------ DATA RECORDS

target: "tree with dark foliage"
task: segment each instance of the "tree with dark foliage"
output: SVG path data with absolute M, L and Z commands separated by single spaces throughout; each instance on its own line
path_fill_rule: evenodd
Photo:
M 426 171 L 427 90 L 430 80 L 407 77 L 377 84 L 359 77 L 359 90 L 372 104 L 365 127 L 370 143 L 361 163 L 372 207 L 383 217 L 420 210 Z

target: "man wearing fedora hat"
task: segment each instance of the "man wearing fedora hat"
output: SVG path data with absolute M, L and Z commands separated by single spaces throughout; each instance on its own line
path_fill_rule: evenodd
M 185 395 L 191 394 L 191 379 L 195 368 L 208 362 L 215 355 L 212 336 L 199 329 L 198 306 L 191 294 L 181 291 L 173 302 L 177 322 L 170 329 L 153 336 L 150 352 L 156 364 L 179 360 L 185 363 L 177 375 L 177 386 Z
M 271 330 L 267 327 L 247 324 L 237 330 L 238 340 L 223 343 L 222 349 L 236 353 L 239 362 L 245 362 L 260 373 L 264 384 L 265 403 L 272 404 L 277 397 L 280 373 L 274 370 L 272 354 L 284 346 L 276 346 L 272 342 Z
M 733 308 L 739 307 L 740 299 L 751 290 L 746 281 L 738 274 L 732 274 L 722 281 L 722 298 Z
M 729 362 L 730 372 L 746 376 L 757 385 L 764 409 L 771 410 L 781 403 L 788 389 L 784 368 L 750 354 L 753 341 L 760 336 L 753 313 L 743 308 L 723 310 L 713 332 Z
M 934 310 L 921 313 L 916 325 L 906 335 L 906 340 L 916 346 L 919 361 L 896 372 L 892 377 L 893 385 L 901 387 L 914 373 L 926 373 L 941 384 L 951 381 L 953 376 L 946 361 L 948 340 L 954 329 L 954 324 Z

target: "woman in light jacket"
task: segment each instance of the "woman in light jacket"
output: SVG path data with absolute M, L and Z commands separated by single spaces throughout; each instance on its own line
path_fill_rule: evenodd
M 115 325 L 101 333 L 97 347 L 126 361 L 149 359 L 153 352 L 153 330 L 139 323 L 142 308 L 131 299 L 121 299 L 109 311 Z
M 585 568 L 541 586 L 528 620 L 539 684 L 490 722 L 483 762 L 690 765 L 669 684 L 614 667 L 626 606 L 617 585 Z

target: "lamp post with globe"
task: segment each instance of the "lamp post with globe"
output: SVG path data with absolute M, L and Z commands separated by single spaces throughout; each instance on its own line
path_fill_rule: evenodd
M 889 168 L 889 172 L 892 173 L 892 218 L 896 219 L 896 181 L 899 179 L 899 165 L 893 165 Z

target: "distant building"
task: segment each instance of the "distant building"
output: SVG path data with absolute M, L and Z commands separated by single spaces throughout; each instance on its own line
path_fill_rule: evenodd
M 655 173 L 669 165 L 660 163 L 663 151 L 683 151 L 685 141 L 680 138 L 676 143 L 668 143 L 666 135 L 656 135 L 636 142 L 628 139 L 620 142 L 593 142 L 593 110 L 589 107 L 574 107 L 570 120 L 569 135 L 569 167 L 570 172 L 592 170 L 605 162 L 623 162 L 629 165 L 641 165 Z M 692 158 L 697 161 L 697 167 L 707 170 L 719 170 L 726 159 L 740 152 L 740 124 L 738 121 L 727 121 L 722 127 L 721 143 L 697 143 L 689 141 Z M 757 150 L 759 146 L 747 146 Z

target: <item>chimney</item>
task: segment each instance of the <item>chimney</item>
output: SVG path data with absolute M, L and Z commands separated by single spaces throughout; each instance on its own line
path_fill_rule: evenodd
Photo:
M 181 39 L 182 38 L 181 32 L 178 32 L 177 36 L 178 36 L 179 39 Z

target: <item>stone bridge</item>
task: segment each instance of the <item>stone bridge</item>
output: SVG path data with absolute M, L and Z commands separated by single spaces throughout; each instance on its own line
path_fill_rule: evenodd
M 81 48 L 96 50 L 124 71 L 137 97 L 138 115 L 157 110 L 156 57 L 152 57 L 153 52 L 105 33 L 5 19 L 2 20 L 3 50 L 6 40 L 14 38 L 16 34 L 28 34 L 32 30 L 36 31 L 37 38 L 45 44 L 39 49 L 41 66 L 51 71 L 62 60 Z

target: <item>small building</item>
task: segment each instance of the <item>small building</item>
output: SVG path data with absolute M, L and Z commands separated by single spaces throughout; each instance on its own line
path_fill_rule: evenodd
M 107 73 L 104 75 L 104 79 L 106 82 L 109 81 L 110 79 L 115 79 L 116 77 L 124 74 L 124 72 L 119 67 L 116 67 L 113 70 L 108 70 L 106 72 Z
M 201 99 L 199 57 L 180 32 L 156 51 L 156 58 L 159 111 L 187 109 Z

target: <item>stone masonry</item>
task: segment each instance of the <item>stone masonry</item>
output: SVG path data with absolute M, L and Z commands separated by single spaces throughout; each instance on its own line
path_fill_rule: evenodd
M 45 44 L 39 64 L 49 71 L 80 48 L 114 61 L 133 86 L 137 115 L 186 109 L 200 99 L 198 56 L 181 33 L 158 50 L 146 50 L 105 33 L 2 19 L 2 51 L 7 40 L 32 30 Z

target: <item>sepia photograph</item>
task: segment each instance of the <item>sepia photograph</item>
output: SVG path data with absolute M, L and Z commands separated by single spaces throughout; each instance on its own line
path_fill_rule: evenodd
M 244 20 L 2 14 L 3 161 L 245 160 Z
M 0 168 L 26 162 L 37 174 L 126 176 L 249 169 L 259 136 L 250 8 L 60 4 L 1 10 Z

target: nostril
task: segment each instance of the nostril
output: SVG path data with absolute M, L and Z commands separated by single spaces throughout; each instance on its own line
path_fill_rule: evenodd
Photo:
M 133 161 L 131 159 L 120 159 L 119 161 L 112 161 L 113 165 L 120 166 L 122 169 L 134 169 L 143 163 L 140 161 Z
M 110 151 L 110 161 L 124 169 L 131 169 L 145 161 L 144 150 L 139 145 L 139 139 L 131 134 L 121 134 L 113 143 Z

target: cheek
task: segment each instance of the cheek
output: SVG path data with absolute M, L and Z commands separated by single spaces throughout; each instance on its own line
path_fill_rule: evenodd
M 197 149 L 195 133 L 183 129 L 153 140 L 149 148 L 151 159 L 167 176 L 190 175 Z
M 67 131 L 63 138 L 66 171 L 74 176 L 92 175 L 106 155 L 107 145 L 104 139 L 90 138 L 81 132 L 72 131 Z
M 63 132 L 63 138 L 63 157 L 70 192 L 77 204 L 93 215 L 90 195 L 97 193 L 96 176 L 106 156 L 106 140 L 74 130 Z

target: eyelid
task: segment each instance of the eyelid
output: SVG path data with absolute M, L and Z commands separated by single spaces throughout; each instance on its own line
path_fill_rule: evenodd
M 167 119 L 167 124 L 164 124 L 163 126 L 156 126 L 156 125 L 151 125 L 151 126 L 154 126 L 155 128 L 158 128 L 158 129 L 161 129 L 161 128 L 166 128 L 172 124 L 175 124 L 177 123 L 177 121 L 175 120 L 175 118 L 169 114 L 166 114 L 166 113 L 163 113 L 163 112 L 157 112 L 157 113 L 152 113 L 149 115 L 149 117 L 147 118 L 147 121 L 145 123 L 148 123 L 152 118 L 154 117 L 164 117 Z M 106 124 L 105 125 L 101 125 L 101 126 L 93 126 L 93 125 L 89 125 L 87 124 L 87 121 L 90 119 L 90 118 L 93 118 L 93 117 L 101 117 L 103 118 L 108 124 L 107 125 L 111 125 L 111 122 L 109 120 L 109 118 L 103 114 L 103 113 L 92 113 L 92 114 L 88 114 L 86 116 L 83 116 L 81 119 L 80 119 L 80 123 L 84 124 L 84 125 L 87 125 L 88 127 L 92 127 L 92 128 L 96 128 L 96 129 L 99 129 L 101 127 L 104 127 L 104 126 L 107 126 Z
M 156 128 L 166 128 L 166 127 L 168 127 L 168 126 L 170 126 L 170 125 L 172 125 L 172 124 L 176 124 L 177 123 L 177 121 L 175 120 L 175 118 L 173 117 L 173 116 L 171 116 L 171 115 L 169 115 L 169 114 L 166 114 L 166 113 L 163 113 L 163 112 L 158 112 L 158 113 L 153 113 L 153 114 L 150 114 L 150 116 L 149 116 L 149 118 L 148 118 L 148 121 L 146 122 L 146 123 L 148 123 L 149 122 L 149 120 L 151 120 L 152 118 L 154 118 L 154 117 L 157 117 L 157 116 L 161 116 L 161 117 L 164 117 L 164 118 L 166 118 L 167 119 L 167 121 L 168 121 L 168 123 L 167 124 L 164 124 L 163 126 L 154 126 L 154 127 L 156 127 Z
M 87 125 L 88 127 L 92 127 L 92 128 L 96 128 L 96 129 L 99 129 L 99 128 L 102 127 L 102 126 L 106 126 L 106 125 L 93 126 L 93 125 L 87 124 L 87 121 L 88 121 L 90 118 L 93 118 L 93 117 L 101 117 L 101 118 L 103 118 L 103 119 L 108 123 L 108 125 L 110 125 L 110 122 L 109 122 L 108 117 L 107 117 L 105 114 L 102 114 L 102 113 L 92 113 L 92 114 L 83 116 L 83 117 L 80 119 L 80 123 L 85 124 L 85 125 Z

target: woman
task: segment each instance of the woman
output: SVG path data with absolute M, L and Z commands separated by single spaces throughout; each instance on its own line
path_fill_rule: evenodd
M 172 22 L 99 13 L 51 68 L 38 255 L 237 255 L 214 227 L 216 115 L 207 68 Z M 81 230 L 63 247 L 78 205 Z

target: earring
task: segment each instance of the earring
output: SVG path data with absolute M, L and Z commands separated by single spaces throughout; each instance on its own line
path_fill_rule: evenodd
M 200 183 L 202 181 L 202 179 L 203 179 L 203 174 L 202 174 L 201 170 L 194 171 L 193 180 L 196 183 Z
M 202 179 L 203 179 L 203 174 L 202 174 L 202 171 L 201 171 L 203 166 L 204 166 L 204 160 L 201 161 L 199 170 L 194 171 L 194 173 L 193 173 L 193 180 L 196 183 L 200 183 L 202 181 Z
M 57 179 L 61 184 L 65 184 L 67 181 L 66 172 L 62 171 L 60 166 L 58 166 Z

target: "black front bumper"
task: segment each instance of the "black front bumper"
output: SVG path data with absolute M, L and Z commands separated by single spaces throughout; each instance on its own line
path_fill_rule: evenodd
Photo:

------------

WHAT YOU WILL DO: Copy all lines from the listing that contain "jacket".

YOUR RESPONSE:
target: "woman in light jacket"
task: segment each instance of the "woman in light jacket"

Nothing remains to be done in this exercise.